WHAT IS REQUIRED » Return word for word the lines of the data starting with the line that contains "of the denim" and going on through the final line of the data, both included.
☆ ☆ ☆ ☆ ☆
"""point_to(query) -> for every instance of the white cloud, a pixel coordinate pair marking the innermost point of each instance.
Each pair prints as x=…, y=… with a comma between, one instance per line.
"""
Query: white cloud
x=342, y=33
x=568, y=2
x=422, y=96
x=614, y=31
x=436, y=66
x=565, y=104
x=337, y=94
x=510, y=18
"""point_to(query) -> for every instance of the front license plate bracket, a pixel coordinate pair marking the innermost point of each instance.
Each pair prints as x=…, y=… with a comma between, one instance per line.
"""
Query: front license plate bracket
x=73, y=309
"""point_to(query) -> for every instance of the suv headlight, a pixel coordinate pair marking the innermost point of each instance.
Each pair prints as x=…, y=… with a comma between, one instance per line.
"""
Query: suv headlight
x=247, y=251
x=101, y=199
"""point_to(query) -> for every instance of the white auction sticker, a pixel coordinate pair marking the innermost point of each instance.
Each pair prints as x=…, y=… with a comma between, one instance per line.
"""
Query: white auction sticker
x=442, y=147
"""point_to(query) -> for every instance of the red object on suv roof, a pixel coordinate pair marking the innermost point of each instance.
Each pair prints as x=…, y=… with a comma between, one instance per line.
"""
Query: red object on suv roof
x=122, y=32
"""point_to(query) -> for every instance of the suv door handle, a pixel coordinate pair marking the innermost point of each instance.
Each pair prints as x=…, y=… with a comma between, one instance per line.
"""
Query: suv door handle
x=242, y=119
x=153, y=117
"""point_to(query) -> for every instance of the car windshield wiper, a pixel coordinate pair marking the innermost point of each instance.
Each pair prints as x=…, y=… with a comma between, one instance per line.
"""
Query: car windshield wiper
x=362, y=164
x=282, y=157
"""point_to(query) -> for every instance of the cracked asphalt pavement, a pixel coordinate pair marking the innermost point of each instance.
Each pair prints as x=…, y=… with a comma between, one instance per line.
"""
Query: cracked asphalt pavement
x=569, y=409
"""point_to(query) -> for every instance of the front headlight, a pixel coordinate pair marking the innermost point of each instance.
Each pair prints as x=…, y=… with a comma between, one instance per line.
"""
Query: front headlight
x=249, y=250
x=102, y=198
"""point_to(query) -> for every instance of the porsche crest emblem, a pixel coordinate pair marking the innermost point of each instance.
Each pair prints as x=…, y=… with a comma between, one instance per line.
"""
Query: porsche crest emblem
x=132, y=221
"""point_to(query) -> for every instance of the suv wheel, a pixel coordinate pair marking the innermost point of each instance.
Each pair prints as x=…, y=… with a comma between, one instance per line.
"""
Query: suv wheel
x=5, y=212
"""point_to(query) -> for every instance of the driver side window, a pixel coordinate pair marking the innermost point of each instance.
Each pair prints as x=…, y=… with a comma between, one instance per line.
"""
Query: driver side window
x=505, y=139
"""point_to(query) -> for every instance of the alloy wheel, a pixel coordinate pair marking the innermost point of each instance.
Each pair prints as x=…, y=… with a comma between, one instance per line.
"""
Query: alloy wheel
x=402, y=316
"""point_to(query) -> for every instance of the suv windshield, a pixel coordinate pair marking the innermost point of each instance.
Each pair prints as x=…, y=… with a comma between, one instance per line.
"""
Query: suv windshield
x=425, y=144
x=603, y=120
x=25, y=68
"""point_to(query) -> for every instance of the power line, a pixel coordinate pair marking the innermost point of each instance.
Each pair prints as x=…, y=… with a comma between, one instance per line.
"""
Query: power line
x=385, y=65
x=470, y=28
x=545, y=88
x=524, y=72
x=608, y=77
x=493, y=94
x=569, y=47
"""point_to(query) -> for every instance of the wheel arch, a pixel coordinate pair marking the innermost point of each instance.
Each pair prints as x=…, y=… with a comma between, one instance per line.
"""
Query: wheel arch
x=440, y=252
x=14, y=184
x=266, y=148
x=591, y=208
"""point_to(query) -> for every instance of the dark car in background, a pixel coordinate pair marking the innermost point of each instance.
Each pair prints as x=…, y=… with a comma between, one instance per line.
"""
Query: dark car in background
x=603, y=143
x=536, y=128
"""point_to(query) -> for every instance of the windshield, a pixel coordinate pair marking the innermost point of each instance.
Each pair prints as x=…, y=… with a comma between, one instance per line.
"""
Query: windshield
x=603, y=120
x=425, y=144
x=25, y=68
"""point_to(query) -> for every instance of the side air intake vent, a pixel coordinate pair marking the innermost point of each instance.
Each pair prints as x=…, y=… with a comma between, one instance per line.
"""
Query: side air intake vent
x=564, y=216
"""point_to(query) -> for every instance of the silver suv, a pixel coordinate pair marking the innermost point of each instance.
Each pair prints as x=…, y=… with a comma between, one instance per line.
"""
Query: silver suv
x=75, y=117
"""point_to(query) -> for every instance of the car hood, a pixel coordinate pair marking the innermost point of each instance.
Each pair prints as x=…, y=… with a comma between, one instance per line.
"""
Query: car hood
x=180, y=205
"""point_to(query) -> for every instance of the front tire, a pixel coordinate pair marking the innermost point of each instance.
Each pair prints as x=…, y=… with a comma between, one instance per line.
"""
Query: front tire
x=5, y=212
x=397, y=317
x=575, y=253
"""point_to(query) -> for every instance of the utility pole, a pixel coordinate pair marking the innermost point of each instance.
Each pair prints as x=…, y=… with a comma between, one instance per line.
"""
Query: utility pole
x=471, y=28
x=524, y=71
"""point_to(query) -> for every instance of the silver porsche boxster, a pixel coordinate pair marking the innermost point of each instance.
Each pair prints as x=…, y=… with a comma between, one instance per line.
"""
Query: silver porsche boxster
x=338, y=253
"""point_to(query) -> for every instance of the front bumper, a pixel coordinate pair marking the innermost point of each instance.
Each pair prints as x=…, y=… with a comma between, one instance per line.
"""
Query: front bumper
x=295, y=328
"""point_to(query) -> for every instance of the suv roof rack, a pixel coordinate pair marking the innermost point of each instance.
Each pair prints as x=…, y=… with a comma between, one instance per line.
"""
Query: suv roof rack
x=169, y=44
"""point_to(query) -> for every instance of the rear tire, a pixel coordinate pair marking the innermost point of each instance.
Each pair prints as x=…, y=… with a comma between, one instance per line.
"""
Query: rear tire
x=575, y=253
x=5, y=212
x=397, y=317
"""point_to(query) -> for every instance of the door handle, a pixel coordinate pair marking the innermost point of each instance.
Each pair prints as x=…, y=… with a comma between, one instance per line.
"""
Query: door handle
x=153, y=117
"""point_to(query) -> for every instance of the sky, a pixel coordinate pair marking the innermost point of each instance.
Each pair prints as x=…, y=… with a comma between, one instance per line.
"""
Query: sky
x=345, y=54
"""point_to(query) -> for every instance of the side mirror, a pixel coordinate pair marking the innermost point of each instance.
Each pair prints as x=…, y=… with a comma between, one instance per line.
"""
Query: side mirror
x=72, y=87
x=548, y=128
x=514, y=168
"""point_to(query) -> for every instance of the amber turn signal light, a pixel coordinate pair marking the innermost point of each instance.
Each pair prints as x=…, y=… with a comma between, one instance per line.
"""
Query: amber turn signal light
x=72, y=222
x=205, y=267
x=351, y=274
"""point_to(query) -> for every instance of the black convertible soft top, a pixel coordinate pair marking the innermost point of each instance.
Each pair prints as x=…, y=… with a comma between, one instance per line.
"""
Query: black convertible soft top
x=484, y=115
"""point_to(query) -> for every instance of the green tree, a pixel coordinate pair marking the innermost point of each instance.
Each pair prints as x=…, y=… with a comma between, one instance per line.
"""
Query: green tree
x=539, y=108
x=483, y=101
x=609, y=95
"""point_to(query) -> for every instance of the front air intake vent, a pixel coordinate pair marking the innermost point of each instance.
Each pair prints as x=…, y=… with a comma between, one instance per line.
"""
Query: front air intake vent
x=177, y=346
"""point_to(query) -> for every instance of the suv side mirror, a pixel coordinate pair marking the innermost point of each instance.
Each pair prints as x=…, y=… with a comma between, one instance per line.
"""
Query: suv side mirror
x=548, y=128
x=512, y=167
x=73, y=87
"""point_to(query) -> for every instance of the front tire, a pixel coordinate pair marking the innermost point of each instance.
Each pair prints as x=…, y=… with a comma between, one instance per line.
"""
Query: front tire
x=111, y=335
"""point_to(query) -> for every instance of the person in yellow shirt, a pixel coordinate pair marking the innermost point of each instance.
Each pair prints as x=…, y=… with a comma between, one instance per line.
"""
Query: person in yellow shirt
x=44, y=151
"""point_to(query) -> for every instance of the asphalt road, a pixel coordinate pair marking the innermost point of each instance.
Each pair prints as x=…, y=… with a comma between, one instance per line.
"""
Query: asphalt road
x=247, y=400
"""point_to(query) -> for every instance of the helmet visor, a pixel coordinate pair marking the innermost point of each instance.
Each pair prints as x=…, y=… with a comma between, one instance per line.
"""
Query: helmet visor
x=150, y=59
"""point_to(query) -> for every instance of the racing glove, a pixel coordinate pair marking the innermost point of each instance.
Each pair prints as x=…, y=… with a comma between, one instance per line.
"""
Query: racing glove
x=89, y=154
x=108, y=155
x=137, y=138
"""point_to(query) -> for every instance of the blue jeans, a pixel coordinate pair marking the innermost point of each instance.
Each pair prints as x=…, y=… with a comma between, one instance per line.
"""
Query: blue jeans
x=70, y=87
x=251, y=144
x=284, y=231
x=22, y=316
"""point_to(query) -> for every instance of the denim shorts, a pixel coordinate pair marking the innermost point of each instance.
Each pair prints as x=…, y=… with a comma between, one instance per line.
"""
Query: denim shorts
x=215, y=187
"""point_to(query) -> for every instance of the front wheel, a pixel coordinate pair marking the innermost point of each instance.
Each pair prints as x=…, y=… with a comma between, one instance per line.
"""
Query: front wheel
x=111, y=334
☆ ☆ ☆ ☆ ☆
RESPONSE TO THE EXERCISE »
"""point_to(query) -> for every instance of the denim shorts, a pixel coordinate pair marking the innermost point of each instance.
Each pair prints as x=…, y=… with a comma between, one instance per line.
"""
Query: denim shorts
x=215, y=187
"""point_to(query) -> for every instance of the front wheel, a pixel coordinate pair marking the innermost point of each instance.
Each pair prints as x=…, y=… with a comma between, one instance per line.
"""
Query: front wheel
x=111, y=334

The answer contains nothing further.